Directive — Could you update the entries below by replacing "with a single pin per instance" with "with one pin for each instance" everywhere it appears, leaving all else unchanged, and give them back without the pictures?

Image object location entries:
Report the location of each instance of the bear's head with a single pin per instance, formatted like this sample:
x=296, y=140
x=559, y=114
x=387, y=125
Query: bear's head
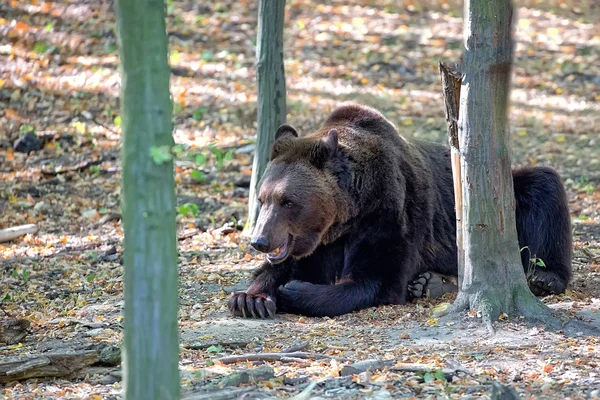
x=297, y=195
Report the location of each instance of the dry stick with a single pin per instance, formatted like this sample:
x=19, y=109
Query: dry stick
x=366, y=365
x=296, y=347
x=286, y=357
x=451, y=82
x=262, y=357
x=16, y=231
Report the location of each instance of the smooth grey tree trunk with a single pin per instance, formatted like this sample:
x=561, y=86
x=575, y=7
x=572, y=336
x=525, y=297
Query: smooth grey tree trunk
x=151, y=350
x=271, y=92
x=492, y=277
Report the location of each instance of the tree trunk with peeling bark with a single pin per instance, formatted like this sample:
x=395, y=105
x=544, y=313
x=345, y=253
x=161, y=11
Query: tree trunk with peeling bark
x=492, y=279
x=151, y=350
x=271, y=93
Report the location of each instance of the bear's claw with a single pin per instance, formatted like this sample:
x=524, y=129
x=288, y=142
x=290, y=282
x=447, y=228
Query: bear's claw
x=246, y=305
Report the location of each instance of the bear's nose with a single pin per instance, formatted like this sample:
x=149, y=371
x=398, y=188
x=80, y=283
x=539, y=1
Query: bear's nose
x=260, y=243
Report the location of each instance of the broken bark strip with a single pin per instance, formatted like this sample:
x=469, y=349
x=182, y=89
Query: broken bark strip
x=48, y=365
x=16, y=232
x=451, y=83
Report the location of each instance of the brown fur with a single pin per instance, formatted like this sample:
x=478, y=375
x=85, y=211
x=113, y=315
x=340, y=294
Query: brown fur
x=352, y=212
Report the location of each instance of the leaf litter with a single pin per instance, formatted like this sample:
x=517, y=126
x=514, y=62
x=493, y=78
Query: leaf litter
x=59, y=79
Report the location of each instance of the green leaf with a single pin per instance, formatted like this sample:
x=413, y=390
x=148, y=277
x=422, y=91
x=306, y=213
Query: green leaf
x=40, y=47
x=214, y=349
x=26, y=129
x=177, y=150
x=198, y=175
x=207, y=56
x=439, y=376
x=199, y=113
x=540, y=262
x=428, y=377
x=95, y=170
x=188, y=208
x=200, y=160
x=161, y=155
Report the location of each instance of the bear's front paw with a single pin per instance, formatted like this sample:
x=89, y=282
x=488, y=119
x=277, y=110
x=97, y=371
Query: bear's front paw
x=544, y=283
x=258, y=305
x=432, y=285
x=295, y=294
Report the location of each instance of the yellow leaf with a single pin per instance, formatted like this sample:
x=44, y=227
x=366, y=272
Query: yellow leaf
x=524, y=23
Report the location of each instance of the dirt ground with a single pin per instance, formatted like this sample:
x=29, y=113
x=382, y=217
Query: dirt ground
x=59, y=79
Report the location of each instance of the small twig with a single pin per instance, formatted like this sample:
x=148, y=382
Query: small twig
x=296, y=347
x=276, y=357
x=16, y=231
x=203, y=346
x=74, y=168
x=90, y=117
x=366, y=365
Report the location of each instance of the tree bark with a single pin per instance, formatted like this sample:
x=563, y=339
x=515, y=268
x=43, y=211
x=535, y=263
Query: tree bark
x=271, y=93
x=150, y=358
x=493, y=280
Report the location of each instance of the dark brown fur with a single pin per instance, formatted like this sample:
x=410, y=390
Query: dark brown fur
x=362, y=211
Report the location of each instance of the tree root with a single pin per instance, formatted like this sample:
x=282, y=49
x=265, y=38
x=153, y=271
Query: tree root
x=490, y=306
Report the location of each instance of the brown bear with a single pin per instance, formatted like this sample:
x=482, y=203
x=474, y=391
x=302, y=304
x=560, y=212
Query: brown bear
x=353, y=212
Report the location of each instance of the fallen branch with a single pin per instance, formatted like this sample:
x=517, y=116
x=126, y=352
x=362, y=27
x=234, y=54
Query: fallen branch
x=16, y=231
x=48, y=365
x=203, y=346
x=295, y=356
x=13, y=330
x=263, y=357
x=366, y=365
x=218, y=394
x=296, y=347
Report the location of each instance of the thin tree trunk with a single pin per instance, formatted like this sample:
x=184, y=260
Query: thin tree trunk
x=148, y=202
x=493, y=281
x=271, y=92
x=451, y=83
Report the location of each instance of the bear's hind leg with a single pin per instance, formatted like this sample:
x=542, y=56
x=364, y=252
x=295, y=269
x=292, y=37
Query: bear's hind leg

Finished answer —
Report the location of each instance of the bear's head with one pin for each instance, formatted like this sample:
x=296, y=140
x=559, y=114
x=387, y=125
Query: bear's head
x=297, y=195
Report the location of each instance of the dry stick with one pin for each instance, formatted like this sample:
x=19, y=109
Query: dry stick
x=366, y=365
x=296, y=347
x=286, y=357
x=451, y=82
x=262, y=357
x=16, y=231
Report the location of each instance of the smooth grey tree trunk with one pin for each instance, formatted like this sample:
x=561, y=86
x=575, y=7
x=572, y=336
x=525, y=297
Query: smooth grey tree trunk
x=151, y=350
x=271, y=92
x=492, y=277
Report the location of each instance of the tree trunk with peeling bark with one pin for each instance, formatted like this sample:
x=395, y=105
x=544, y=313
x=345, y=253
x=161, y=11
Query: tree trunk with peeling bark
x=492, y=279
x=151, y=350
x=271, y=93
Report the location of each instance of the bear's claw with one pin for each instance, formatted like this sample:
x=524, y=129
x=288, y=142
x=290, y=282
x=447, y=228
Query: bear's claw
x=246, y=305
Report the location of each instance of the bear's nose with one pin for each instance, formatted like this sample:
x=149, y=371
x=398, y=188
x=80, y=283
x=539, y=1
Query: bear's nose
x=260, y=243
Report the location of each instance of the broken bark strip with one pin for each instance, formatted like this sample:
x=469, y=349
x=182, y=89
Query: broken bark strip
x=48, y=365
x=16, y=232
x=451, y=83
Report the location of each instance of the brown fur with one pin for each instance, formatted like this sample:
x=478, y=375
x=85, y=211
x=113, y=315
x=340, y=294
Query: brown fur
x=352, y=212
Report the location of each instance of the leaf litter with one pin for each instance, formatted like this sample:
x=517, y=126
x=514, y=62
x=493, y=78
Query: leaf litter
x=59, y=79
Report the location of each instance of the green leaf with one pin for each instance, formatted like this sample:
x=413, y=390
x=148, y=277
x=422, y=91
x=306, y=213
Query: green leaf
x=40, y=47
x=214, y=349
x=26, y=129
x=177, y=150
x=198, y=175
x=207, y=56
x=439, y=376
x=199, y=113
x=540, y=262
x=428, y=377
x=95, y=170
x=188, y=208
x=200, y=160
x=161, y=155
Report the location of each instance of the bear's front paw with one pin for each instance, formatted like this sample:
x=89, y=282
x=488, y=119
x=277, y=110
x=97, y=371
Query: bear's front paw
x=544, y=283
x=258, y=305
x=432, y=285
x=295, y=294
Report the location of each instance of the yellow leaf with one pin for each instance, formatted like this sample:
x=44, y=227
x=366, y=272
Query: yellow leaf
x=524, y=23
Report the location of each instance of the dirt ground with one pin for each instance, formatted like this sample:
x=29, y=113
x=382, y=217
Query: dirt ground
x=59, y=79
Report the location of each instance of the small twig with one pin for each instance, formatted like this sample:
x=148, y=382
Query: small twig
x=296, y=347
x=276, y=357
x=16, y=231
x=203, y=346
x=74, y=168
x=90, y=117
x=366, y=365
Report the location of each instance of the tree bark with one pin for each instance, formatted like this sample:
x=563, y=339
x=515, y=268
x=43, y=211
x=535, y=263
Query: tree bark
x=271, y=93
x=150, y=358
x=493, y=280
Report the location of each instance of the dark brown fur with one pin for each instance, formatted like this sample:
x=410, y=390
Query: dark brown fur
x=362, y=211
Report the location of each instance of the tree root with one pin for each instance, formatted like this sample:
x=282, y=49
x=265, y=38
x=153, y=271
Query: tree root
x=490, y=306
Report the location of each instance of the brown bear with one pin for each instance, formatted like this sample:
x=482, y=203
x=474, y=391
x=302, y=304
x=560, y=212
Query: brown bear
x=353, y=212
Report the location of each instance of the fallen branch with one pin for each instance, formatted like this sample:
x=517, y=116
x=126, y=352
x=362, y=27
x=234, y=54
Query: fallen branch
x=16, y=231
x=48, y=365
x=203, y=346
x=295, y=356
x=13, y=330
x=263, y=357
x=366, y=365
x=218, y=394
x=296, y=347
Report the location of each instance of the thin tree trunk with one pin for each instance, formatted like this sample:
x=184, y=260
Query: thin tree trunk
x=148, y=202
x=493, y=281
x=271, y=92
x=451, y=83
Report the location of each instance of the bear's hind leg with one pin for each instance, formatted like this sample:
x=542, y=56
x=364, y=252
x=295, y=269
x=292, y=37
Query: bear's hind leg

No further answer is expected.